Trabajo por hacer:
1. Según el texto sobre el fósforo en suelos calcáreos, ¿en qué forma se mineraliza el fósforo que se añade a esos suelos?
2. Continúa el texto sobre el fósforo en suelos calcáreos a partir de su última oración.

Fragmento proporcionado:
-*-*-
Los suelos de natural muy ricos en calcio (suelos calcáreos) son obstinadamente infértiles porque el fósforo añadido se mineraliza e insolubiliza rápidamente en forma de apatita. Igualmente, las masas de agua, ricas en calcio, por estar ubicadas en cuencas de suelos calcáreos son, comparativamente, más infértiles que las ubicadas en suelos silíceos. El hermoso color turquesa que admiramos en los lagos alpinos y las playas caribeñas, no es más que el efecto óptico de la luz del sol difractándose en aguas infértiles, precisamente, porque en ellas el fósforo ha quedado casi inmovilizado por completo al precipitar como apatita en el sedimento.

El color turquesa de los lagos alpinos (como éste en el macizo Belledonne, Francia) resulta de la difracción de la luz solar que penetra en una masa de agua donde apenas encuentra otro tipo de partículas que no sean moléculas de H2O e hidroxi-apatita en suspensión. Foto: Enya Delannoy.

Para retornar ese fósforo mineral al agua de nuevo, se necesitaría una intensa actividad microbiana que acidificara el sedimento aunque, precisamente la falta de fertilidad en este tipo de sistemas limita considerablemente el desarrollo de esa vida microbiana. Es la pescadilla que se muerde la cola: demasiado infértil para generar suficiente masa crítica que propicie la putrefacción del sedimento y permita liberar el fósforo que ayude a fertilizar las aguas.
-*-*-
Extracto de datos:
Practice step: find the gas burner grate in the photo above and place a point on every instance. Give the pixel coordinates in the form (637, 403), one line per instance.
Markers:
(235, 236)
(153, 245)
-*-*-
Respuestas en orden:
1. En forma de apatita.

2.
Eso es así en condiciones naturales, porque cuando esa masa de agua calcárea e infértil, con todo su sedimento cargado de apatita recibe aguas residuales, cada molécula de fosfato que entre reaccionará con el calcio, se insolubilizará y precipitará al fondo como apatita mineral, hasta que en un momento dado (posiblemente, durante los calurosos días de verano) se acidifique el sedimento, y el fosfato antes inmovilizado, retorne libre a la columna de agua donde creará el caos. Es decir, la eutrofización. Comparativamente, cuando esto sucede en una masa de agua pobre en calcio (como en los suelos de una cuenca silícea), el drama de la eutrofización se desencadena con mucha mayor rapidez.

Una sociedad adicta a un elemento no renovable, el fósforo, está abocada al fracaso. La humanidad ya ha padecido otras crisis mundiales por su escasez. En los siglos XVIII y XIX se desenterraban huesos de los cementerios, se perforaba el terreno para encontrar coprolitos (heces fosilizadas), y se recorría el mundo buscando islotes de guano. No se malgastaba ni una pizca de estiércol ni orines. Durante el auge del imperio británico, no se tenían remilgos en cargar barcos llenos de huesos procedentes del saqueo de las catacumbas de Silicia o de los campos de batalla de Crimea y Waterloo. Había que fomentar la agricultura para paliar el hambre de la población.

Si un ciudadano europeo de siglos pasados levantara la cabeza y viera cómo desperdiciamos el estiércol, quedaría horrorizado. La universidad de Iowa (EEUU) ha calculado la cantidad de estiércol producido por los humanos y la ganadería intensiva en cada cuenca hidrográfica de Iowa, un Estado con 3,2 millones de habitantes y 110 millones de cabezas de ganado (cerdos, gallinas, pavos y vacas).

El resultado es que en cada una de esas cuencas se produce tanto estiércol como en una gran urbe (Londres, Tokio o Nueva York). En total, toda Iowa equivale a la porquería que generarían 168 millones de habitantes juntos. Aunque una parte de ese estiércol se recicla de nuevo en la agricultura (maíz) que da de comer al ganado, las pérdidas en este sistema en el que un estado entero se ha convertido en una mega-macrogranja, no sólo han dejado los ríos de allí contaminados, sino que como esos ríos son afluentes del Mississippi, el nitrógeno de los purines de Iowa alcanza el litoral del Golfo de México, a unos 1600 kilómetros de distancia, y lo hace cada vez en mayor cantidad. Ya podemos ir diciendo bye-bye al turquesa de las playas caribeñas.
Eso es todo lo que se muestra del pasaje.